[Location annotation dataset excerpts]
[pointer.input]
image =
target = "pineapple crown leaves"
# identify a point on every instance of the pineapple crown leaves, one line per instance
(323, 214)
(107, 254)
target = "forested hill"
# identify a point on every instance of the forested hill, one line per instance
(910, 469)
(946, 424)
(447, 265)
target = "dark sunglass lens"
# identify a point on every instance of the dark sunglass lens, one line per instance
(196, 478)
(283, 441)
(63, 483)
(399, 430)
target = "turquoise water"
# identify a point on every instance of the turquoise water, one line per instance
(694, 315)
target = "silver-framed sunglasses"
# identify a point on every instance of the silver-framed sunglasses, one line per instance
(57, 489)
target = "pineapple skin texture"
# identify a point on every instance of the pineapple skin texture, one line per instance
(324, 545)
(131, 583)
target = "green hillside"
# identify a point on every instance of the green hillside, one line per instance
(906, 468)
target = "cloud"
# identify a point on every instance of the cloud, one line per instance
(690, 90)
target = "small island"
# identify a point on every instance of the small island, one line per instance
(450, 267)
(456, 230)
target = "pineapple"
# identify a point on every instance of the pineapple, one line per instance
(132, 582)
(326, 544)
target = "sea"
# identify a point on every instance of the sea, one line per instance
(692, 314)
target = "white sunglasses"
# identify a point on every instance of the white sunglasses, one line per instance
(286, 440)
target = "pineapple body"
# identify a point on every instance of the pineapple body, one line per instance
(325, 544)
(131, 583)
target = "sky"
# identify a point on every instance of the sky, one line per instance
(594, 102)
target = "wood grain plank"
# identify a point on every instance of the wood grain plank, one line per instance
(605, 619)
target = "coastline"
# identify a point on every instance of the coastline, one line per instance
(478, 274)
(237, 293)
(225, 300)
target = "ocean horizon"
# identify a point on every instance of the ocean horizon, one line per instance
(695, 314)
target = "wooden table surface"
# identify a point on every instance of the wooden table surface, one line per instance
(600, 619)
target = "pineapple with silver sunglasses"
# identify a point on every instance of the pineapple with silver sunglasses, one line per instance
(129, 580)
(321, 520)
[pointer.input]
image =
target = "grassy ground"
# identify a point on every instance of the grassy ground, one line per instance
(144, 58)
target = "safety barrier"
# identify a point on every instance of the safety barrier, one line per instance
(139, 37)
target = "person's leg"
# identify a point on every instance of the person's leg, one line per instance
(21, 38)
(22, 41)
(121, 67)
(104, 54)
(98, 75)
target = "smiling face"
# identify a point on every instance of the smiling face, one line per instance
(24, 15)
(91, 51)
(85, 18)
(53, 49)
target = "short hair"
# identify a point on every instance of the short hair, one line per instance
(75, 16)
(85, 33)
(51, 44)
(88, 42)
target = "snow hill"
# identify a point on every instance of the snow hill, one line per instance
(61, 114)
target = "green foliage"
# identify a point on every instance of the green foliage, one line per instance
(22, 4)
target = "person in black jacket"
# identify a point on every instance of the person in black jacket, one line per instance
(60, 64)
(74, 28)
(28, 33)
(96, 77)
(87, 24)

__Your instructions__
Repeat every line of the data, exactly and in full.

__Solution below__
[pointer.input]
image =
target = "pineapple crown leaves"
# identify a point on every instance of the pineapple crown leaves, one line per instance
(323, 214)
(107, 254)
target = "forested hill"
# identify a point on every instance of the forested hill, one line per instance
(910, 469)
(946, 424)
(447, 265)
target = "dark sunglass lens"
# identify a point on every instance of the dark sunglass lens, one line per instance
(196, 478)
(283, 441)
(63, 483)
(399, 430)
target = "turquoise water"
# identify a point on every instance of the turquoise water, one line per instance
(694, 315)
target = "silver-framed sunglasses"
# identify a point on every instance of the silver-framed sunglasses, one line per instance
(57, 489)
target = "pineapple skin texture"
# identify a point on every instance of the pineapple skin texture, one line per instance
(324, 545)
(131, 583)
target = "green hillside"
# identify a point on every instance of the green hillside, one line per instance
(906, 468)
target = "cloud"
# identify a point on every instance of the cloud, one line per instance
(690, 90)
target = "small island"
# identify a point on every instance of the small island, one line per instance
(450, 267)
(456, 230)
target = "pineapple"
# identify a point on every instance of the pineapple, one line per instance
(132, 582)
(326, 544)
target = "sea"
# identify a point on every instance of the sea, one line per instance
(692, 314)
target = "white sunglasses"
# identify a point on every instance of the white sunglasses, one line per instance
(286, 440)
target = "pineapple body"
# identify a point on every instance of the pineapple body, one line per instance
(325, 544)
(131, 583)
target = "sky"
# identify a point on every instance of the sky, one line per instance
(594, 102)
target = "wood grain plank"
# identify a point on every instance of the wood grain plank, one line per instance
(605, 619)
target = "coastline"
# identify a point on every instance of the coastline, one line per instance
(478, 274)
(237, 293)
(225, 300)
target = "ocean horizon"
# identify a point on every instance of the ocean horizon, one line per instance
(695, 314)
target = "wooden table surface"
# identify a point on every instance of the wooden table surface, one line per instance
(600, 619)
target = "pineapple with silver sunglasses"
# identify a point on every instance of the pineapple with silver sunglasses, one line per instance
(129, 580)
(321, 520)
[pointer.input]
image =
target = "grassy ground"
# identify a point on every instance of the grassy ground, one line per instance
(144, 58)
target = "safety barrier"
# identify a point on every instance of the safety barrier, one line per instance
(139, 37)
target = "person's leg"
# identify a point on every instance of the person's leg, one line per instance
(21, 38)
(22, 41)
(121, 67)
(104, 54)
(98, 75)
target = "smiling face"
# identify a point on every instance of the smiling face, one line per instance
(24, 15)
(91, 51)
(85, 18)
(53, 49)
target = "short hair"
# identify a point on every instance of the short hair, one line per instance
(75, 16)
(85, 33)
(51, 44)
(88, 42)
target = "snow hill"
# identify a point on every instance of the snow hill, one line per instance
(61, 114)
target = "green foliage"
# identify a point on every instance of the green foliage, one line per instance
(22, 4)
target = "person in black jacket"
# identify a point on every instance of the person in black jacket, one line per instance
(60, 64)
(74, 28)
(28, 33)
(96, 77)
(87, 24)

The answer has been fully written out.